**To do**
Extract every one of the lines below word for word, changing nothing.

**Items**
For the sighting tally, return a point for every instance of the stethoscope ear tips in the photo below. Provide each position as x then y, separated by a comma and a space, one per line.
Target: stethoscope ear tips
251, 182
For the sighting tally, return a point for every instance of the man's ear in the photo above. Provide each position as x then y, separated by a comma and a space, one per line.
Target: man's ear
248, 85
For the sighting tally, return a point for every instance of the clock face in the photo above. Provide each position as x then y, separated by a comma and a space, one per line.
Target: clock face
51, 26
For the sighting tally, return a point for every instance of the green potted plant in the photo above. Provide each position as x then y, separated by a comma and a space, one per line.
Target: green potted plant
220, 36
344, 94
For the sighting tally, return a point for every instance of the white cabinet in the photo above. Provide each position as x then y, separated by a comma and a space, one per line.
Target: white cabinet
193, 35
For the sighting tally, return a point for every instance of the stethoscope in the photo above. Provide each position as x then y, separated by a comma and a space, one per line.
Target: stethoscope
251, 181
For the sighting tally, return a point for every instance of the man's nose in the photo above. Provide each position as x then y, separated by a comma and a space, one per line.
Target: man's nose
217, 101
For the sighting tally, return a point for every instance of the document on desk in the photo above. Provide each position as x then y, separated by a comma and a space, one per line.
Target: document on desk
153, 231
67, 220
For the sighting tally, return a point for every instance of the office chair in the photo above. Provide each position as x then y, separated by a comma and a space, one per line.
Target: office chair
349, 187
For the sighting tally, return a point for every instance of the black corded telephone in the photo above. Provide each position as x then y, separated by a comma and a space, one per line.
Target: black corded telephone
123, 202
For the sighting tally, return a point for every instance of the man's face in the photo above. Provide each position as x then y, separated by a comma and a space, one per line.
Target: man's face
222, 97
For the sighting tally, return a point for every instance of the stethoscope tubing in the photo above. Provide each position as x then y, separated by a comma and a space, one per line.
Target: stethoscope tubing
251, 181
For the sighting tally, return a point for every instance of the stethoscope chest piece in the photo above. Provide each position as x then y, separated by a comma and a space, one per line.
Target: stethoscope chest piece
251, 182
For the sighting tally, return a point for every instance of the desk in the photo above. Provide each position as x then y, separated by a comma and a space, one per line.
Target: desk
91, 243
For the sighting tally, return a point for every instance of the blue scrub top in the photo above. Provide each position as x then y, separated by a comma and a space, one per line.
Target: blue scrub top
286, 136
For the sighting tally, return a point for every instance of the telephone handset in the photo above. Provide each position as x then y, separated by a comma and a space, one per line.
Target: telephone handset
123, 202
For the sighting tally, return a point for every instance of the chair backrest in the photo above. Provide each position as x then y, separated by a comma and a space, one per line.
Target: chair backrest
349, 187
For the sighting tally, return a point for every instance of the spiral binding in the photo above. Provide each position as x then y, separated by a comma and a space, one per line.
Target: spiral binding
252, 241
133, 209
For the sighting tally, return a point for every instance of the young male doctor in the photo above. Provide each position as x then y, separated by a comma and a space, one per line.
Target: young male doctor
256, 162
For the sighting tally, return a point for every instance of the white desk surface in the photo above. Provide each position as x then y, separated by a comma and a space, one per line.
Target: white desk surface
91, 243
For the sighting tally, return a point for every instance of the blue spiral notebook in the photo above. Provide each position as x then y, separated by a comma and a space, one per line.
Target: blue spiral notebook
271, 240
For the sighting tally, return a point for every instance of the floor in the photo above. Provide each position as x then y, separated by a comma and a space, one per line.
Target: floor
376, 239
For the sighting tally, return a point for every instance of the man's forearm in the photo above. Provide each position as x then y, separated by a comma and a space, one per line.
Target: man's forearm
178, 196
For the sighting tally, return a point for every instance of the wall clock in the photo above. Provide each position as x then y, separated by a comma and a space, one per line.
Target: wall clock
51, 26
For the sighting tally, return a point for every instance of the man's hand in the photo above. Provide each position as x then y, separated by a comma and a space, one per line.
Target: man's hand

**Exercise response**
For the sighting tally, return a point for every instance of the stethoscope ear tips in the photo below. Provide each position as x then y, separated by a comma and a space, one per line.
Target: stethoscope ear tips
251, 182
For the sighting tally, return a point for every instance of the man's ear in the photo above. Provide each position as x then y, separated by a comma and a space, one per line.
Target: man's ear
248, 85
For the sighting tally, return a point for every instance of the clock face in the photo above. Provide each position as x then y, separated by a comma and a space, one per line.
Target: clock face
51, 26
For the sighting tally, return a point for every instance of the green potted plant in the photo above. Provide each position as x then y, separated by a comma and a space, one per line.
Target: green potted plant
220, 36
344, 94
For the sighting tally, return a point for every instance of the white cabinet in the photo above. Provide each position as x then y, separated by a comma and a space, one per line.
Target: white cabinet
193, 35
For the sighting tally, return a point for every instance of the stethoscope in the photo above. Provide each position as x then y, separated by a comma and a space, one per line.
Target: stethoscope
251, 181
For the sighting tally, return a point for every instance of the man's nose in the photo above. Provide each position as x then y, separated by a comma and a space, one per line.
Target: man's nose
217, 101
For the sighting tally, return a point for every instance of the document on desk in the photo above. Provide each position as x then y, separated by a comma and a space, one per line.
Target: document on desk
153, 231
67, 220
For the sighting tally, return a point for every instance of the office chair in the photo above. Provide each position as x then y, separated by a comma and a space, one per line.
Target: office chair
349, 187
For the sighting tally, return a point for every instance of the black corded telephone in the photo above. Provide each position as x then y, separated by a comma and a space, one per line.
Target: black corded telephone
123, 202
For the sighting tally, return a point for every instance of the man's face in the photo above. Provide each position as x then y, separated by a comma and a space, one per line.
Target: man's face
222, 97
For the sighting tally, return a point for every instance of the stethoscope tubing in the photo above. Provide each position as x then y, separated by a comma and a space, one per line.
Target: stethoscope tubing
251, 181
For the sighting tally, return a point for every instance of the stethoscope chest piece in the photo above. Provide each position as x then y, separated by a comma and a space, one per line.
Target: stethoscope chest piece
251, 182
For the sighting tally, return a point for every instance of the desk in the photo above. Provide each position as x then y, separated by a comma and a space, one per line.
Target: desk
91, 243
For the sighting tally, return a point for every instance of the blue scrub top in the photo above. Provide each position as x then y, separated by a comma and a space, one per line.
Target: blue scrub top
286, 136
For the sighting tally, return a point for every instance of the telephone handset in the photo above. Provide each position as x then y, separated by a comma and a space, one per line.
Target: telephone handset
123, 202
For the sighting tally, return a point for every instance of the chair backrest in the photo above. Provide each position as x then y, separated by a comma and a space, one per line.
Target: chair backrest
349, 187
For the sighting tally, return a point for every instance of the spiral binding in the photo above. Provide each position as x then y, separated by a comma and a space, one per line.
Target: spiral binding
252, 241
133, 209
For the sighting tally, return a point for every instance of the young male doctor in the photo above. Provide each position as x then y, separated by a comma and a space, one per line.
Target: young male doctor
256, 162
For the sighting tally, return a point for every instance of the white desk surface in the photo above. Provide each position as x then y, separated by a comma and a space, one per line.
Target: white desk surface
91, 243
For the sighting tally, return a point for every instance of the blue spiral notebook in the photo above. Provide each position as x then y, separated by a comma and a space, one per line.
Target: blue spiral notebook
271, 240
For the sighting tally, return a point for every instance of the floor in the photo above. Provide each position as x then y, separated by a comma and a space, one per line.
Target: floor
376, 239
For the sighting tally, return a point for every instance of the man's forearm in the photo above. Provide each position as x then y, separated by a comma and a space, one per line.
Target: man's forearm
178, 196
For the sighting tally, return a point for every instance of the wall clock in the photo above. Provide each position as x then y, separated by a comma and a space, one per line.
Target: wall clock
51, 26
For the sighting tally, return a point for every instance of the man's hand in the photo above. Provide each position as x then y, separated by a comma and a space, one per line.
Target: man's hand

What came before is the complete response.